> [Aim of the task]: Substitute "insect" for "beetle" in the stretch from the line containing "# test: point on every instance of the beetle antenna" through the end of the lines. Write out only that stretch, leaving everything else in it unchanged.
........
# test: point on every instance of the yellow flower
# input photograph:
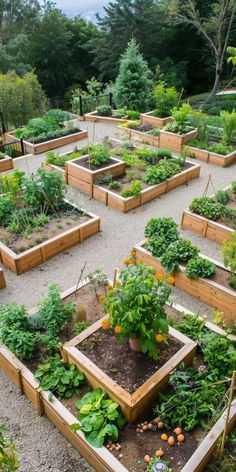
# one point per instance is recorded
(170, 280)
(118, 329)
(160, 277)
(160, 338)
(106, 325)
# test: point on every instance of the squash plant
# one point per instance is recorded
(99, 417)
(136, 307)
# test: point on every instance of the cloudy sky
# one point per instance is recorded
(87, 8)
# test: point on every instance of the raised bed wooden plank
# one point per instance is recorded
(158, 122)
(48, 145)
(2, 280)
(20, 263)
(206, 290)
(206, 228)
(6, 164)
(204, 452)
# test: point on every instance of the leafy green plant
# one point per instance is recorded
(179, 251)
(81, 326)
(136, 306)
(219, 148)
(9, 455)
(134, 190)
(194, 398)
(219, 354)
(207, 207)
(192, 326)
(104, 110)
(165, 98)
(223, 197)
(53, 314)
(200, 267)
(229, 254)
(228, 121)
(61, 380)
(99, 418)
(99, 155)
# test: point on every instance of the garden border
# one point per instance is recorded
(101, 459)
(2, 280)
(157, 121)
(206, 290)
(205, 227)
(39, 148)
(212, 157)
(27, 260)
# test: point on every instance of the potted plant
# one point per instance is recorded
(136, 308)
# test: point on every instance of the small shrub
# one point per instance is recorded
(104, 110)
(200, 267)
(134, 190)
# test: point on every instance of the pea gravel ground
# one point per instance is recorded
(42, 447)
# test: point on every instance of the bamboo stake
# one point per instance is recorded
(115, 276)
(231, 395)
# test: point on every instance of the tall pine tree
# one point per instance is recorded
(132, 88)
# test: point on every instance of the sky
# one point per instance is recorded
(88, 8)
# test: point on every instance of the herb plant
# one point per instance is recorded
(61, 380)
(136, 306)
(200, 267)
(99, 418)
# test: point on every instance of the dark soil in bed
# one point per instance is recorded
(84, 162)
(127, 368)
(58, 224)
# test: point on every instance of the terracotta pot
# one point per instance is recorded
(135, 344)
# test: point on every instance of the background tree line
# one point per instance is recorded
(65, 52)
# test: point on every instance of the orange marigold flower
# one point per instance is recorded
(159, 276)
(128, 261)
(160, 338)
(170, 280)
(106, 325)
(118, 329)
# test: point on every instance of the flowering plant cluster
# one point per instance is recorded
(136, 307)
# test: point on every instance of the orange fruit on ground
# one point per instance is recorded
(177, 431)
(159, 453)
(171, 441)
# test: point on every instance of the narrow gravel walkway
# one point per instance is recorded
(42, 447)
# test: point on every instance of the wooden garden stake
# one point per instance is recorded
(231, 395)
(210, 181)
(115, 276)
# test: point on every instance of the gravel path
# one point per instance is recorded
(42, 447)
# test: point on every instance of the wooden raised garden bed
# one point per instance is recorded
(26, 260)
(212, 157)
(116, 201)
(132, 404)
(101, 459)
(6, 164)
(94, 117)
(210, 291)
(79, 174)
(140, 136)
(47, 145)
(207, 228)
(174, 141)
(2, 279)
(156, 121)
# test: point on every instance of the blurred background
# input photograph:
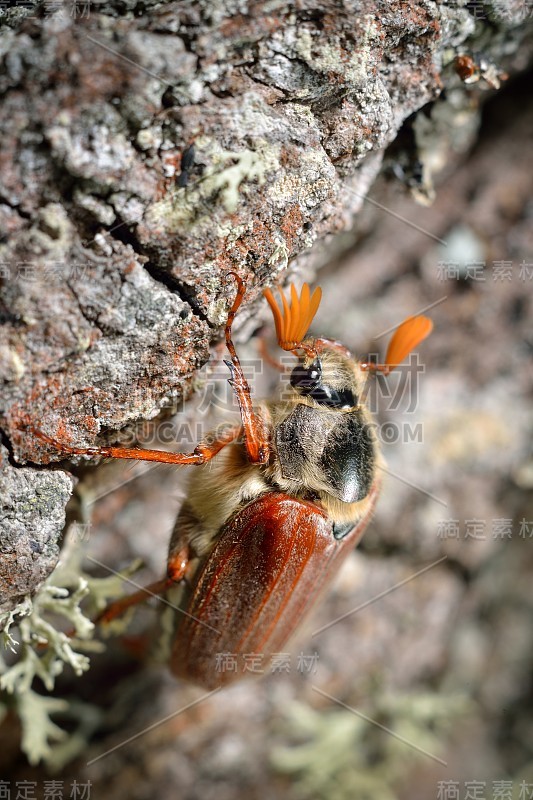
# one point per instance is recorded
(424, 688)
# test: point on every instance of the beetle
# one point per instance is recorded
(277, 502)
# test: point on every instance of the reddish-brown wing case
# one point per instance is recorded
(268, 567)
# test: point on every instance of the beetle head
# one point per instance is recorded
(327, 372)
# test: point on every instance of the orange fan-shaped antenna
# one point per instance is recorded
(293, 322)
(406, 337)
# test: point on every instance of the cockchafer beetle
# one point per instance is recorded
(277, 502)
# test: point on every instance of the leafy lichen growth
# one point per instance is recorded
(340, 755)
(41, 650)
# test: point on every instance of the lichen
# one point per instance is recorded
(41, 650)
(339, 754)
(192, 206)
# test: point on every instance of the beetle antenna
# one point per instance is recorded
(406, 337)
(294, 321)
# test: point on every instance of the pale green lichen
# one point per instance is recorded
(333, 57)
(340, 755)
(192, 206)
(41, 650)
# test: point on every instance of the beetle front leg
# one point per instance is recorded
........
> [Full answer]:
# test: point on every instance of the insect antenna
# one point per instance is recorded
(406, 337)
(294, 321)
# test: point on every instance of the pale green lichen
# one point per instance is recorded
(333, 57)
(340, 755)
(192, 206)
(41, 650)
# test: point on every instance of the insect front leg
# one point per instance is recorded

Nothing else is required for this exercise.